• [Short problem 1]: Convert the stored items, from their first line through the line containing "[[[86,86],[82,86],[82,87],[81,88],[81,90],[86,90]]]", into a JSON list of strings with one entry per line and no entries for blank lines.

• [Page text]:
If you haven’t already done so, it is highly recommended that you read about how to measure for carpet before reading this article, to have a firm grasp of the basics of measuring before you move on to the more difficult calculations.
Once you have figured out your room dimensions, you are ready to start determining how to lay on your carpet. The first thing to note is the direction of the carpet pile.
Direction of the Pile
The most important rule in carpet is that you must always keep the carpet running in the same direction. You can't turn one piece sideways to the other. Doing so will cause the two pieces to look very different from each other, sometimes even like different colors.
In order to keep the carpet running in the same direction, you may need to buy more carpet than you actually need. Consider this: a hallway 3' wide by 12' long runs into a room that is 12' by 9', so that the room and the hall together form a T shape (see the above image, where the lines represent the pile direction).
With a carpet that comes in a 12' width, the shortest measurements would dictate that you buy a piece of carpet 12' by 9' for the room, and another 12' by 3' for the hall. However, this would mean that the 12' by 3' piece of carpet for the hall was turned sideways to fit. This is represented in the above image by the lines, which indicate the direction of the carpet.
Keep the Pile Direction Consistent
There are two ways to handle the situation described on the previous slide, with one way being optimal for carpet performance.
Option 1: The best way to install this would be to purchase a 12' by 9' piece of carpet for the room and another 12' by 12' for the hall. It's a lot of extra carpets that you don't need. But doing it this way not only maintains the direction of the carpet but gives a better performance of the carpet in the hallway. Carpet should run in the direction of the traffic. Repeated traffic against the grain, or pile direction, leads to premature wear of the carpet. This option is represented in the image above.
Option 2: The second option would be to purchase a 12' by 12' for the room, and a 12' by 3' for the hall. This would result in less waste (i.e., carpet that doesn't get used) as it would leave you with only 3' by 12' of leftover carpet, instead of 9' by 12' in the first option.
Even though it costs more and leaves more carpet unused, Option 1 is the best option because the carpet will stand up better in the hallway. However, Option 2 could be considered for lower traffic households, or for a more budget-friendly installation. Additionally, if you are carpeting stairs which lead off the hallway, Option 2 may be necessary (depending on the layout) to keep a patterned carpet lined up as it goes over the edge of the stairs.
Installing the carpet in either of these two ways avoids having seams in the high-traffic area of the hall. And hopefully, you will be able to find a use for the extra material -- maybe you'll also be carpeting your stairs, and can use the off-cuts to cover them. Or, perhaps turn the leftover carpet into a runner or area rug.
Rooms Wider Than the Roll of Carpet
If your room is wider than the width of the carpet roll, you will need to have a seam (or several seams) running along the edge of your room. For example, if your room is 18’ by 20’, you will require extra carpet to fill in space beyond the width of the carpet.
Let’s say you choose a carpet that comes on a 12’ roll. For the above-sized room, you would buy a 12’ by 20’ piece of carpet, and then you would have 6’ by 20’ of room left to fill in.

• [Stored items]:
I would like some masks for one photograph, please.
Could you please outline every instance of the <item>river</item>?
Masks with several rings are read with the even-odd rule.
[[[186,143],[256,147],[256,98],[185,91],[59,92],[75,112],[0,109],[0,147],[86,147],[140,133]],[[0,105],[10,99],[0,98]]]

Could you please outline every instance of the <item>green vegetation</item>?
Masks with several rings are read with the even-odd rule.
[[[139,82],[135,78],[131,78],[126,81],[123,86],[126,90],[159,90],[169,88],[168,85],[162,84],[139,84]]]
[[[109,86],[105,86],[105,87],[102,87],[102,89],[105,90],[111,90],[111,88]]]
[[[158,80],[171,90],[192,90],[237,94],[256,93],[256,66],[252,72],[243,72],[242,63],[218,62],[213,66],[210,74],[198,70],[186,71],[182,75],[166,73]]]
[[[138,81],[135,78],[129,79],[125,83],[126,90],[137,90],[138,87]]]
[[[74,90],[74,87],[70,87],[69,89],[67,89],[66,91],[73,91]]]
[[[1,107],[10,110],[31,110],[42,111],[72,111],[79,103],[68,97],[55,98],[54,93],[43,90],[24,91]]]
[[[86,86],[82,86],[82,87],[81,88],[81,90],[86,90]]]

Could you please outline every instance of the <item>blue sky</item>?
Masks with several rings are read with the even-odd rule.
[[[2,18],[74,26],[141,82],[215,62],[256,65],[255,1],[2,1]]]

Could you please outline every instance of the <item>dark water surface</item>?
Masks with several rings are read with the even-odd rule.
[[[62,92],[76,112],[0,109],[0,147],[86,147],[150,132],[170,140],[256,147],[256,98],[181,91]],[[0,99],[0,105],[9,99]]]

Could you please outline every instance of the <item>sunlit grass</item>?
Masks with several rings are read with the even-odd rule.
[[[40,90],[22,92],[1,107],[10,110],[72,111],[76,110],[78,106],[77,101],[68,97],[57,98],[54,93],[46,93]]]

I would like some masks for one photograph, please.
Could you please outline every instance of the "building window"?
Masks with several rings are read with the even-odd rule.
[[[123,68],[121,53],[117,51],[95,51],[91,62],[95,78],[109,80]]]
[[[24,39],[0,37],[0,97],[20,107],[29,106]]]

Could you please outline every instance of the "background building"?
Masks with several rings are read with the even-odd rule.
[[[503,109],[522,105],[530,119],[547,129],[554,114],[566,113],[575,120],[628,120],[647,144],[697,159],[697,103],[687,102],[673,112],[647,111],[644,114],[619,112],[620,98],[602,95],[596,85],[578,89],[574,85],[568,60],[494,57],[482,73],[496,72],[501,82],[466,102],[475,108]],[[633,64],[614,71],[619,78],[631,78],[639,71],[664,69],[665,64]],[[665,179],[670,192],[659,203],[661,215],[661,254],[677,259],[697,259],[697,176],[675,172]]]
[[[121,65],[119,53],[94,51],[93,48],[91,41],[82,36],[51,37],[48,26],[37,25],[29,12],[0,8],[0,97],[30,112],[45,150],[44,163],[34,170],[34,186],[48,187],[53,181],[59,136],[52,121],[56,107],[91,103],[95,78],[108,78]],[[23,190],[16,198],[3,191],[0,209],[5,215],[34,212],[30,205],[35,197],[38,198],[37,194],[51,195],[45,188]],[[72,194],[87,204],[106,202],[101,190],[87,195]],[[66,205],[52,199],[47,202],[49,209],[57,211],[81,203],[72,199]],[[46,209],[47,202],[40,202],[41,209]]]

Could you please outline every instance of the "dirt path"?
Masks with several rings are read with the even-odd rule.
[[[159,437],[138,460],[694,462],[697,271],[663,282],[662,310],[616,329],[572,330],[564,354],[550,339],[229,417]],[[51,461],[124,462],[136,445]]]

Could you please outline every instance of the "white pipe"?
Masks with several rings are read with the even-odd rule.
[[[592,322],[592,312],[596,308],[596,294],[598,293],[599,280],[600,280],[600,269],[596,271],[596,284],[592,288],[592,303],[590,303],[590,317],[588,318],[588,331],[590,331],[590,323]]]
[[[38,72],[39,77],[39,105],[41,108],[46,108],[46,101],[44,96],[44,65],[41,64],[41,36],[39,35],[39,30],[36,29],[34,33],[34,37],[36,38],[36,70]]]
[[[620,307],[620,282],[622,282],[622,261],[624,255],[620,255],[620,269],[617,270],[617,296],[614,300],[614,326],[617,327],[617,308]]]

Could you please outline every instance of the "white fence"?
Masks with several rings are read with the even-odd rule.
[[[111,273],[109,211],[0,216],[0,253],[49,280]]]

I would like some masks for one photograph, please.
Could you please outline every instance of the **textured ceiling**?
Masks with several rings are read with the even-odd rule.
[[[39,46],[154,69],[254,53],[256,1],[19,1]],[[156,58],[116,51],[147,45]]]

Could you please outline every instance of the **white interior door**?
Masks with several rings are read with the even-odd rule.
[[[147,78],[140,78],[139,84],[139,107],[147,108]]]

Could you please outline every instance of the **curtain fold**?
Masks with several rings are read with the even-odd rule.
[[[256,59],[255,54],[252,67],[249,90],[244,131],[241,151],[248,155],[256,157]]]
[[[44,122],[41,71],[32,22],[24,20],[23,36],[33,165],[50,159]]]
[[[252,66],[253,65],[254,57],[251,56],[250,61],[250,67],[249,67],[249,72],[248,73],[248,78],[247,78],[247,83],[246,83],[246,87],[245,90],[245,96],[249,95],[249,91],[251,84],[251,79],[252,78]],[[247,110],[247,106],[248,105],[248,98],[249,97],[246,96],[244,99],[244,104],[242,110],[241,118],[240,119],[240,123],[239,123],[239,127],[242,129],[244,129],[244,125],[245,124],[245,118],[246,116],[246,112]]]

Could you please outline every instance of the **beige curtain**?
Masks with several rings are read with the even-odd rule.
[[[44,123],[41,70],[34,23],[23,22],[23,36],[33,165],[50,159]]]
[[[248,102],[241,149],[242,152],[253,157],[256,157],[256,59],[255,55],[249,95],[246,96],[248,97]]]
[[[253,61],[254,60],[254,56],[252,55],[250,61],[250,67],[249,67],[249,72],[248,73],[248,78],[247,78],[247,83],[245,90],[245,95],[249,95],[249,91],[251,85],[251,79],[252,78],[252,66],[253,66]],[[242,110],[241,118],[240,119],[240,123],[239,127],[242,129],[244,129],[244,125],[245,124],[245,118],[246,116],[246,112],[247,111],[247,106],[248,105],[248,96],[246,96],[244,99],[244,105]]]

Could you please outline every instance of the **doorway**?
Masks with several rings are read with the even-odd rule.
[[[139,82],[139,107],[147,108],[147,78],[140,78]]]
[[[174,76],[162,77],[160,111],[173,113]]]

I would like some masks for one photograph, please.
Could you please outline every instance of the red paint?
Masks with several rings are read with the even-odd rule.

• [Short problem 2]: Carry on the carpet measuring text from the point where it stops.

• [Reply 1]:
[
  "I would like some masks for one photograph, please.",
  "Could you please outline every instance of the <item>river</item>?",
  "Masks with several rings are read with the even-odd rule.",
  "[[[186,143],[256,147],[256,98],[185,91],[59,92],[75,112],[0,109],[0,147],[86,147],[140,133]],[[0,105],[10,99],[0,98]]]",
  "Could you please outline every instance of the <item>green vegetation</item>?",
  "Masks with several rings are read with the even-odd rule.",
  "[[[139,82],[135,78],[131,78],[126,81],[123,86],[126,90],[159,90],[169,88],[168,85],[162,84],[139,84]]]",
  "[[[109,86],[105,86],[105,87],[102,87],[102,89],[105,90],[111,90],[111,88]]]",
  "[[[158,80],[171,90],[192,90],[237,94],[256,93],[256,66],[252,72],[243,72],[242,63],[218,62],[213,66],[210,74],[198,70],[186,71],[182,75],[166,73]]]",
  "[[[138,81],[135,78],[129,79],[125,83],[126,90],[137,90],[138,87]]]",
  "[[[74,90],[74,87],[70,87],[69,89],[67,89],[66,91],[73,91]]]",
  "[[[1,107],[10,110],[31,110],[42,111],[72,111],[79,103],[68,97],[55,98],[54,93],[43,90],[24,91]]]",
  "[[[86,86],[82,86],[82,87],[81,88],[81,90],[86,90]]]"
]

• [Reply 2]:
The most cost-effective way to handle this situation is to purchase another piece of carpet that is half the length of the room. Why half? Well, since you have 6’ of room left to fill in, and your carpet comes in a 12’ width, you can cut the width in half (12 divided by 2), and use two pieces to fill in the remaining space. So, for this scenario, you would buy an extra 12’ by 10’ piece of carpet, which would then be cut in half to give you two pieces 6’ by 10’ each. These can then be laid end-to-end, to fill in the remaining space.
Closets have a bit more leeway in their requirements because they are often small and dark. Obviously, large walk-in closets should follow the same guidelines outlined thus far, because a change in pile direction will be just as noticeable as it would be in other areas. But for smaller closets, it's possible to get away with bending the rules.
If the closet is standard size (usually about 2'6" deep) and has a sliding door that is on a track, then the direction of the carpet is not as important, unless it is a patterned carpet. Because the track divides the carpet, it will not be noticeable if the pile is turned in the closet. This allows you to make use of some off-cuts from other areas, rather than having to purchase extra carpet for the closet.
Some carpets feature a pattern, either printed on the carpet like the one featured above or made from altering cut fibers with looped ones. If you have to join two pieces of patterned carpet together, you need to be sure that the pattern will line up on both pieces.
Manufacturers will list a size for pattern match on the back of the carpet sample. This is the extra amount of carpet you need to buy, to be certain that you will have enough to match up the two pieces of carpet. The amount required for pattern match is the size of the pattern – so for example, if you have a carpet that has a pattern consisting of 3” squares, then the extra amount of carpet you would need to buy would be 3”.
The amount for pattern match must be added on to every piece of carpet that will be seamed together, except for the first piece. This is because the installer will lay the first piece down, and then have to shift the next piece to get it to line up with the first.
Keep in mind that, depending on how you are seaming your carpet, you may have to add the pattern match to the width as well as the length. So, for the above example, you would need to add 3” to the length (if you are seaming two pieces of carpet on the side) and 3” to the width (if you are seaming two pieces of carpet on end).
Go With a Pro
As you can see, calculating the requirements for carpet can be a complex task, depending on the area being carpeted. This article is meant as a guideline only, to help you understand the process of figuring out how much carpet is required. If you have an unusual layout, are working with a pattern match, or are seeking to carpet several areas in your home, I highly recommend having a professional come in to do the measuring and calculating. Professionals will know what to look for, and can potentially point out some things you did not consider, such as placement of seams.
If you have stairs involved in the area to be carpeted, then calculating how much carpet you will need gets even more complicated. If you feel you have a good understanding of the process thus far, then move on to the next article, How to Measure and Calculate Carpet for Stairs.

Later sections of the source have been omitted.